> **Goal of the exercise**:
The required output is the line that contains "Check that every instance of the awning" plus every line after it in the listing below, copied exactly as it appears.

*** Opening Records provided ***

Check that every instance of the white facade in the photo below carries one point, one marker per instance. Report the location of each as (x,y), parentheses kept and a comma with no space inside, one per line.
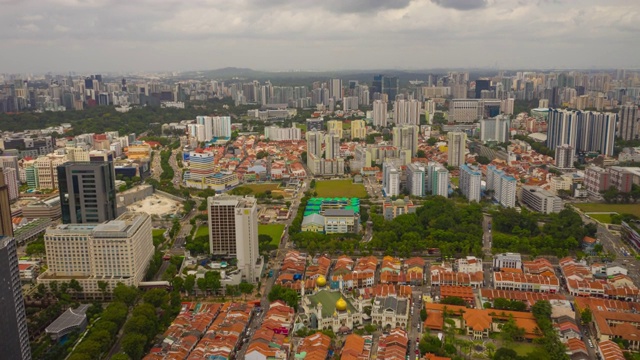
(470,182)
(456,147)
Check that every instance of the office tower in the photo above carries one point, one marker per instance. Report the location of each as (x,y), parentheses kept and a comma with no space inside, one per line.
(87,192)
(13,327)
(482,84)
(335,127)
(584,131)
(406,112)
(437,179)
(470,181)
(629,128)
(233,231)
(456,147)
(406,137)
(314,143)
(565,156)
(390,179)
(358,129)
(502,185)
(416,179)
(379,113)
(335,89)
(495,129)
(332,146)
(117,251)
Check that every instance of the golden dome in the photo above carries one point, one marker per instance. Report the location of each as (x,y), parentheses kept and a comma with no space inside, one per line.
(341,304)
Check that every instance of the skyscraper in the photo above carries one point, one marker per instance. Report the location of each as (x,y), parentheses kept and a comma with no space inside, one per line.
(456,146)
(13,326)
(379,113)
(406,137)
(233,231)
(495,129)
(470,181)
(629,128)
(87,192)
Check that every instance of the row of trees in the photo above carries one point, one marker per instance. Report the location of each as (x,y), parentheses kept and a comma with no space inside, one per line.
(521,232)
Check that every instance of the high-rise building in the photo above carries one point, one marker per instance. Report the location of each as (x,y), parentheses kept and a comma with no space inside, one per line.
(495,129)
(416,179)
(470,182)
(379,113)
(6,226)
(13,327)
(332,146)
(565,157)
(629,127)
(437,179)
(233,231)
(116,251)
(358,129)
(87,192)
(406,137)
(406,112)
(584,131)
(390,179)
(335,127)
(456,146)
(502,185)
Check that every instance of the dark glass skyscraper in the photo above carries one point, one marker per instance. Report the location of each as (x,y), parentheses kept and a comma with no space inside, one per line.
(87,192)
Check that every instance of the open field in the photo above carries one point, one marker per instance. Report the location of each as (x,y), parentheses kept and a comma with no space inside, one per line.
(603,218)
(633,209)
(260,188)
(202,231)
(273,230)
(340,188)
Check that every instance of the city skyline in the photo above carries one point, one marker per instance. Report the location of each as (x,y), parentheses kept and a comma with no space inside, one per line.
(105,34)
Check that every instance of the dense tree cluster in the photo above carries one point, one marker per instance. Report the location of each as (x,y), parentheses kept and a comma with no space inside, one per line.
(520,232)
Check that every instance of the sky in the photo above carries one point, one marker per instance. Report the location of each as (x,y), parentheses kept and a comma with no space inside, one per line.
(280,35)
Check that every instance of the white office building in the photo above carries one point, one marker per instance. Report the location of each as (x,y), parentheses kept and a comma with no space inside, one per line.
(470,182)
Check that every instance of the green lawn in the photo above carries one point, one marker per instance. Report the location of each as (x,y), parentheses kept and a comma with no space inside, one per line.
(273,230)
(603,218)
(202,231)
(157,232)
(633,209)
(340,188)
(523,348)
(260,188)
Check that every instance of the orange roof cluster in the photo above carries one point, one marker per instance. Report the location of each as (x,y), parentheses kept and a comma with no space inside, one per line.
(610,350)
(356,347)
(270,339)
(528,297)
(185,331)
(315,347)
(394,345)
(225,332)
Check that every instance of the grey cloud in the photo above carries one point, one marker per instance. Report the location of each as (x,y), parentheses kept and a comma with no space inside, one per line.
(461,4)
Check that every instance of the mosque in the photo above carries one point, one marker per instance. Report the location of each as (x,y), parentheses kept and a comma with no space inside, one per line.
(329,309)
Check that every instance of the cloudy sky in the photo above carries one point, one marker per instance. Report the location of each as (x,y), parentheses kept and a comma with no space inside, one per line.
(139,35)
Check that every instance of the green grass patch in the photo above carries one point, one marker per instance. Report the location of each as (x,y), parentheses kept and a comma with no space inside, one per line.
(273,230)
(632,209)
(261,188)
(340,188)
(523,348)
(603,218)
(202,231)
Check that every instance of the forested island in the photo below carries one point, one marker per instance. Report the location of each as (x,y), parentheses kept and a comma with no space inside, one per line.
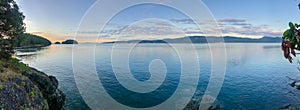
(69,41)
(27,40)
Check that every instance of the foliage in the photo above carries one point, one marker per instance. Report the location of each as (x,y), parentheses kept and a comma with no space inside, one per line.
(11,26)
(30,40)
(291,40)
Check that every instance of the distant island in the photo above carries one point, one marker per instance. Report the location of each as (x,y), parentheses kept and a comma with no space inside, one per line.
(27,40)
(213,39)
(69,41)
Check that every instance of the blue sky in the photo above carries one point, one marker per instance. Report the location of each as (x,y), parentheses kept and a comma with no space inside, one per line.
(58,20)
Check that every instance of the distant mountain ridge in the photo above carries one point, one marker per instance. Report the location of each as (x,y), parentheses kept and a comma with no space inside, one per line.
(211,39)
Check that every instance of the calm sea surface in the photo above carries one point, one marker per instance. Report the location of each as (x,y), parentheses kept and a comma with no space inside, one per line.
(256,74)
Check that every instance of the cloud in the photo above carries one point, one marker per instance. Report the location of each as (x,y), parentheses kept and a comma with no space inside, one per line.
(183,21)
(231,20)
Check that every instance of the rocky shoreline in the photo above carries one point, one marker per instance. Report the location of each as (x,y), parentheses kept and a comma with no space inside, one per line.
(29,89)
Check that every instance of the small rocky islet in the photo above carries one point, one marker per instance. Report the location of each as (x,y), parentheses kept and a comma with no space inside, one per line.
(25,88)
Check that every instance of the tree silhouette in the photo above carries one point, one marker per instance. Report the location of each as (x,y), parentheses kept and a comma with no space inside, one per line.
(291,40)
(11,27)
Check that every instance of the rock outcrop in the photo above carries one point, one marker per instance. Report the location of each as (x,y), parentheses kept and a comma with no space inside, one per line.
(25,88)
(48,85)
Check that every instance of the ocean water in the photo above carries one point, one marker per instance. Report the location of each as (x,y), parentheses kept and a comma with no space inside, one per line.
(256,75)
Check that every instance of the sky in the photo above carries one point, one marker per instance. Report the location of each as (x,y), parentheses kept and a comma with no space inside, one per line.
(59,20)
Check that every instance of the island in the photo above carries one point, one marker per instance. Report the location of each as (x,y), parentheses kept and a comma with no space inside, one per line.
(203,39)
(28,40)
(70,41)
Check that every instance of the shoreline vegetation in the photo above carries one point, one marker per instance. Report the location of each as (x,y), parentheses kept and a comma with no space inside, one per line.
(23,88)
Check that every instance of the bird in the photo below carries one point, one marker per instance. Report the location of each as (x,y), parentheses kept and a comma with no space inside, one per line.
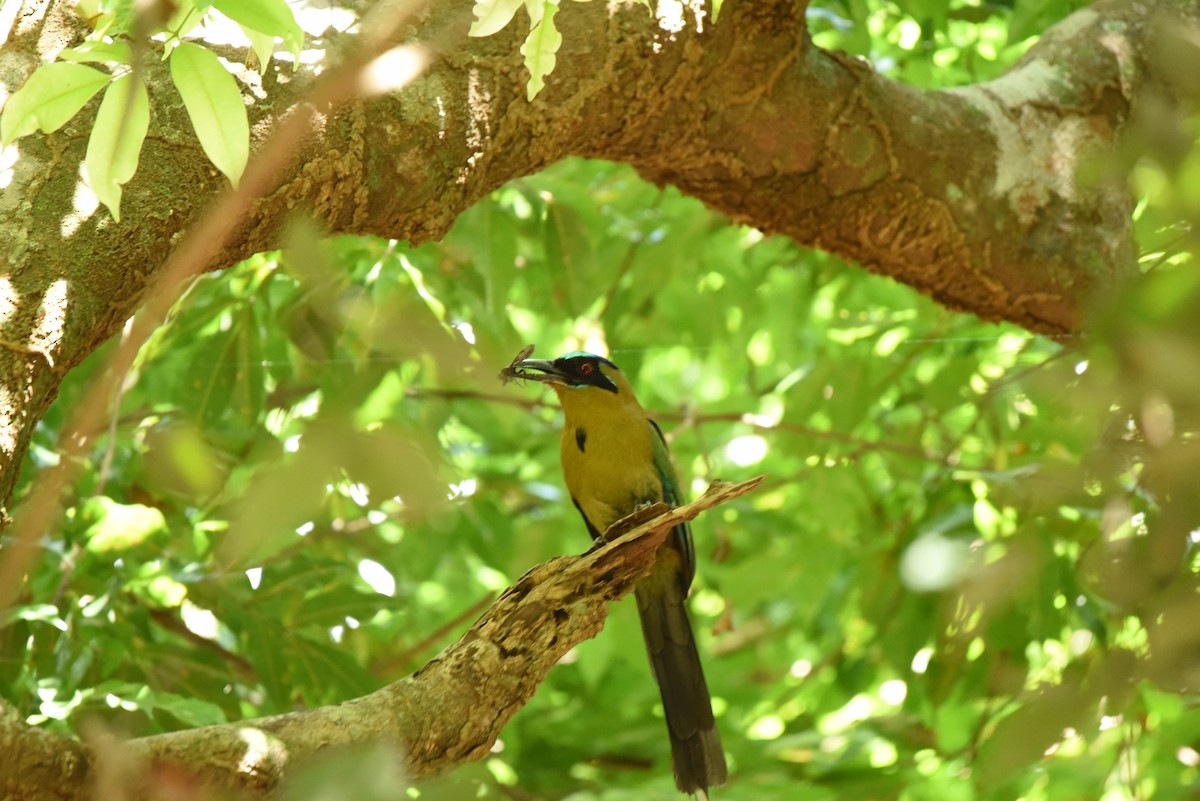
(615,461)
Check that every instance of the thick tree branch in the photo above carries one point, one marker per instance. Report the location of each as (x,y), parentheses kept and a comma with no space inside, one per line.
(978,196)
(447,714)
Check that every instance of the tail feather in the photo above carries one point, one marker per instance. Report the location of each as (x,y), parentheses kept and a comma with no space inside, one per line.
(696,752)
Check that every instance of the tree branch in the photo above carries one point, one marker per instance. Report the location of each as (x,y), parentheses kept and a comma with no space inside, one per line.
(977,196)
(447,714)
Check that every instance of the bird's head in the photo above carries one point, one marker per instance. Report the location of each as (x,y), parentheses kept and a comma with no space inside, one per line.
(580,379)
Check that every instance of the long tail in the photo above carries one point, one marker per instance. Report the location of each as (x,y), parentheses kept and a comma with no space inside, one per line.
(696,751)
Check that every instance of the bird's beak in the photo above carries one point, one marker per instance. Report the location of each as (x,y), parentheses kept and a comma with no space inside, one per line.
(546,371)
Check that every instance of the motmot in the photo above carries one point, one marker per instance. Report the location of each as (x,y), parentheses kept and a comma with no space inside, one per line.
(616,461)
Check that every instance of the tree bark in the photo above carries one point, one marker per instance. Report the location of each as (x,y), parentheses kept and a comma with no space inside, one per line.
(447,714)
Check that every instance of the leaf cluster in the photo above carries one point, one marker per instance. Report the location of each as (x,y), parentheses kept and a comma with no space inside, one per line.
(123,34)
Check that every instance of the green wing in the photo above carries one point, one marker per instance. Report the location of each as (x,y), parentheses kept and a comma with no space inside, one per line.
(671,494)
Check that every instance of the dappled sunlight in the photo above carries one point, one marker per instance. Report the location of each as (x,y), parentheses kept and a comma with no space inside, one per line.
(47,333)
(9,157)
(9,299)
(264,752)
(393,70)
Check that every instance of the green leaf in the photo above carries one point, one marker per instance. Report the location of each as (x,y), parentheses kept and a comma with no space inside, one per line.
(273,17)
(539,49)
(99,53)
(120,527)
(215,107)
(192,711)
(492,16)
(53,95)
(115,142)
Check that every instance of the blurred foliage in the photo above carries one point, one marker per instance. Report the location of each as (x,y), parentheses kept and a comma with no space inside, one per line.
(972,573)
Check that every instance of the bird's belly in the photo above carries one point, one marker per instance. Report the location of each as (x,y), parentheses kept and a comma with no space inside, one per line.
(609,480)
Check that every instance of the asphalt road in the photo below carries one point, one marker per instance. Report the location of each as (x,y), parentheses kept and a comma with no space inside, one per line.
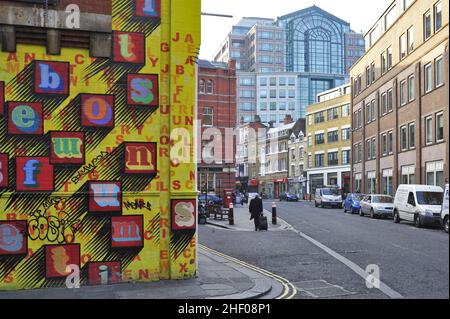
(326,248)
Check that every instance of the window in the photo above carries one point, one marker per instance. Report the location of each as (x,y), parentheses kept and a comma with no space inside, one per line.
(208,116)
(390,100)
(333,137)
(390,142)
(383,63)
(320,139)
(202,86)
(437,16)
(384,144)
(435,173)
(368,76)
(428,78)
(320,159)
(411,88)
(439,71)
(439,127)
(429,130)
(333,159)
(372,72)
(403,97)
(346,134)
(427,25)
(412,136)
(389,61)
(410,40)
(210,87)
(346,157)
(404,138)
(403,49)
(384,103)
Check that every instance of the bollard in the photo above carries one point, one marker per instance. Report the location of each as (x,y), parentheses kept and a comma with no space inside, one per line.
(231,215)
(274,213)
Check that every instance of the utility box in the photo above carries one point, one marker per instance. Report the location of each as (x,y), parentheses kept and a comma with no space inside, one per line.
(97,175)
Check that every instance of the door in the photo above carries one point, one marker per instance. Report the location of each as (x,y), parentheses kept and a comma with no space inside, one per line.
(410,208)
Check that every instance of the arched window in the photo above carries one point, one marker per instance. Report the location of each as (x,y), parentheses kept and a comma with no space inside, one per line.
(202,86)
(210,89)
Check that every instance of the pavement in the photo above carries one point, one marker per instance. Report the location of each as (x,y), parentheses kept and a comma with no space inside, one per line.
(242,221)
(218,278)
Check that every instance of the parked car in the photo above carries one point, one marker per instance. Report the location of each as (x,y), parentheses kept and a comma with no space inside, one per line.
(420,204)
(444,214)
(289,197)
(352,203)
(329,196)
(377,206)
(216,200)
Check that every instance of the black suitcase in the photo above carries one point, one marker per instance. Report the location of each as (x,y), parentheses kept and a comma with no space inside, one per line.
(263,223)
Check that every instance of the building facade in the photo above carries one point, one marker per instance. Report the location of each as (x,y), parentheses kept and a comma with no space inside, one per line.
(297,162)
(400,99)
(320,47)
(249,137)
(329,140)
(216,115)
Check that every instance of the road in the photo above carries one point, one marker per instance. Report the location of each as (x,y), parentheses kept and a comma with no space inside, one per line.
(326,252)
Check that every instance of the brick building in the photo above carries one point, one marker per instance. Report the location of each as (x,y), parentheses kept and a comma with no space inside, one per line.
(216,112)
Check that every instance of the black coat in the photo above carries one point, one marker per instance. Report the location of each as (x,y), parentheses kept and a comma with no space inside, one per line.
(256,207)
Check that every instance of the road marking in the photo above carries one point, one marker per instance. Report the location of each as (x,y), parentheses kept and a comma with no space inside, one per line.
(289,290)
(358,270)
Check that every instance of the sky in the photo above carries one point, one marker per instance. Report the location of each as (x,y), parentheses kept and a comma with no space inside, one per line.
(360,13)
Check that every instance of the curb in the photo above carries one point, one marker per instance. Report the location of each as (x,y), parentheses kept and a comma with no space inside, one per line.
(263,286)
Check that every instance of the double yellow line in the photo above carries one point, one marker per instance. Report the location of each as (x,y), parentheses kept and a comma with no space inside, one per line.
(289,290)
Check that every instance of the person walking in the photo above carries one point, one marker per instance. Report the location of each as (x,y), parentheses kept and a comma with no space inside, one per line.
(256,209)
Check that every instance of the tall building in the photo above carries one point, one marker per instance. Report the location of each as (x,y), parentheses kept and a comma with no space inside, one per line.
(318,47)
(312,44)
(400,99)
(329,140)
(216,110)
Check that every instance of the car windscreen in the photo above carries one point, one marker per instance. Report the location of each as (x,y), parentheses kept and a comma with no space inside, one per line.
(382,200)
(330,192)
(429,198)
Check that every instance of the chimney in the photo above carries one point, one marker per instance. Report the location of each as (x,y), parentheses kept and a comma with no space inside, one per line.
(288,119)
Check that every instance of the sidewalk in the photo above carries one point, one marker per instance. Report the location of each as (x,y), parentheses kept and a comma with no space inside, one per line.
(242,221)
(218,278)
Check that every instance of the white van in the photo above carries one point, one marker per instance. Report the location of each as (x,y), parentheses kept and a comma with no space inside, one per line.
(420,204)
(445,210)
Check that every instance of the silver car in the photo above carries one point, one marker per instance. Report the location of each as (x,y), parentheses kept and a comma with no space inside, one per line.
(377,206)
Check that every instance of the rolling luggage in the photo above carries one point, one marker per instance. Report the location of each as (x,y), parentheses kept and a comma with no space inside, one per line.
(263,223)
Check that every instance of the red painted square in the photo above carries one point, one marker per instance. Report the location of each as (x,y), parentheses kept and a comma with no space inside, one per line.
(105,197)
(129,47)
(51,78)
(58,257)
(183,214)
(4,170)
(34,174)
(140,158)
(127,232)
(25,118)
(97,110)
(67,148)
(104,273)
(148,9)
(13,238)
(143,90)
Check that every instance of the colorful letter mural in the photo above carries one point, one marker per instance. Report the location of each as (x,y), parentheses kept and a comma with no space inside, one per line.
(88,178)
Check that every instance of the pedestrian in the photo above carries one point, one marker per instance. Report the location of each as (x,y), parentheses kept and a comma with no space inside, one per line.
(256,209)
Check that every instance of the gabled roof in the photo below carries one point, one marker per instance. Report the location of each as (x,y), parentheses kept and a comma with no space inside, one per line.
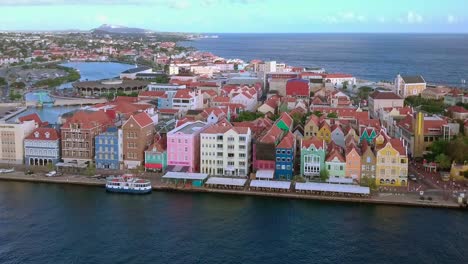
(34,117)
(413,79)
(315,141)
(384,95)
(142,119)
(44,133)
(287,141)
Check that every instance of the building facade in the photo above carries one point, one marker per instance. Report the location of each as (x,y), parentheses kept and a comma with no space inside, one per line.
(109,149)
(226,150)
(42,147)
(312,157)
(12,141)
(138,135)
(78,133)
(183,147)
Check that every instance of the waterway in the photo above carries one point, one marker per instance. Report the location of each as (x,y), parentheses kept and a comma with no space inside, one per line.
(42,223)
(89,71)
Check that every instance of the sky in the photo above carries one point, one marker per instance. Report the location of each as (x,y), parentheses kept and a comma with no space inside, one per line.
(240,16)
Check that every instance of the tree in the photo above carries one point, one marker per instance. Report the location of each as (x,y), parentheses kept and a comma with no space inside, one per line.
(345,85)
(91,169)
(248,116)
(324,175)
(317,113)
(364,91)
(457,149)
(443,161)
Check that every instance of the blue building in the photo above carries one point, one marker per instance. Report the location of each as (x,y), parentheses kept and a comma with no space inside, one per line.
(109,149)
(42,147)
(285,152)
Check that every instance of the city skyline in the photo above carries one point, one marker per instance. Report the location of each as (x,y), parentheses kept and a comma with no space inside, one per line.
(243,16)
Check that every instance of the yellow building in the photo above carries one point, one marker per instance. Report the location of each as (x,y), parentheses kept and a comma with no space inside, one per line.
(391,163)
(409,85)
(312,127)
(457,171)
(324,132)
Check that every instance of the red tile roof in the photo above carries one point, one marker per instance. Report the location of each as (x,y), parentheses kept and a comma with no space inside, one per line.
(34,117)
(44,133)
(287,141)
(297,87)
(142,119)
(318,143)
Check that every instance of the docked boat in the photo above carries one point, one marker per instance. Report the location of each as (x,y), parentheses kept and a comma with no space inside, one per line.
(128,183)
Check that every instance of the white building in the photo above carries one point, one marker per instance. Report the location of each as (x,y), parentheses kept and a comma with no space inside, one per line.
(225,150)
(186,99)
(131,73)
(173,69)
(11,141)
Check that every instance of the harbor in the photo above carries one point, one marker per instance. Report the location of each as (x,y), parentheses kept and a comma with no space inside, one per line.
(399,199)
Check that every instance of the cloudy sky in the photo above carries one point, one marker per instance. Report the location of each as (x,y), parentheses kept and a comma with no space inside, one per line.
(220,16)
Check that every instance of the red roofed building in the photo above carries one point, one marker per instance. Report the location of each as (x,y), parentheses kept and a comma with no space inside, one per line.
(42,147)
(285,153)
(298,88)
(78,134)
(138,135)
(419,131)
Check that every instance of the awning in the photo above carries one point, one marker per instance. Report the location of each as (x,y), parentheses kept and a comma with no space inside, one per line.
(153,166)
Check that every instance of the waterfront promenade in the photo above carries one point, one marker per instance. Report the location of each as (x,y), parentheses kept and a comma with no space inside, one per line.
(400,199)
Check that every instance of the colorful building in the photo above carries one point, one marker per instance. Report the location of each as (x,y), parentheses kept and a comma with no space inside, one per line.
(353,162)
(285,153)
(391,163)
(109,149)
(78,133)
(183,147)
(312,157)
(156,155)
(138,135)
(367,161)
(335,162)
(409,85)
(42,147)
(226,150)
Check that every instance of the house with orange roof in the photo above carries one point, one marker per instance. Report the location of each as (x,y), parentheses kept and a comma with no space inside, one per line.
(264,148)
(285,153)
(42,147)
(313,152)
(335,161)
(78,134)
(186,99)
(420,130)
(225,150)
(391,163)
(353,162)
(138,135)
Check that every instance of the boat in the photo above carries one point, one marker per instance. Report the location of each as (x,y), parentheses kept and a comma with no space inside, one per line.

*** Closing Records provided ***

> **Response area**:
Check that every instance of the awning in the photo above carries one point, one marker per instance. Report the location of each as (x,y), parentheses kept and a comma with no space inside, one per line.
(153,166)
Check that every instance of the waterfront promenade in the photo above carries one point, one marker per instance. Report the location of each as (x,y), parentheses kept and a comma with no space inside, one per line.
(400,199)
Check that every instance of the colorful building in the photo above carries one point, one marker per instance. Report the location of each as (x,y), parentheses kept and a comma with no space inside, one per line.
(353,162)
(285,153)
(391,163)
(109,149)
(78,133)
(183,147)
(312,157)
(156,155)
(138,135)
(367,161)
(335,162)
(409,85)
(42,147)
(226,150)
Check that every instance of the house with orange roof in the photo above carries one point, one marker per instance. Report the location of each as (x,y), parentheses kept and a comma with no space inside, one per line.
(264,148)
(285,153)
(42,147)
(313,152)
(335,161)
(78,134)
(186,99)
(420,130)
(225,150)
(391,163)
(353,162)
(138,135)
Check that every instance of the boat in the photo above carries one point, one marker per instance. Report the location of each as (x,y), parentheses kept and a comma with no space inside, one per line.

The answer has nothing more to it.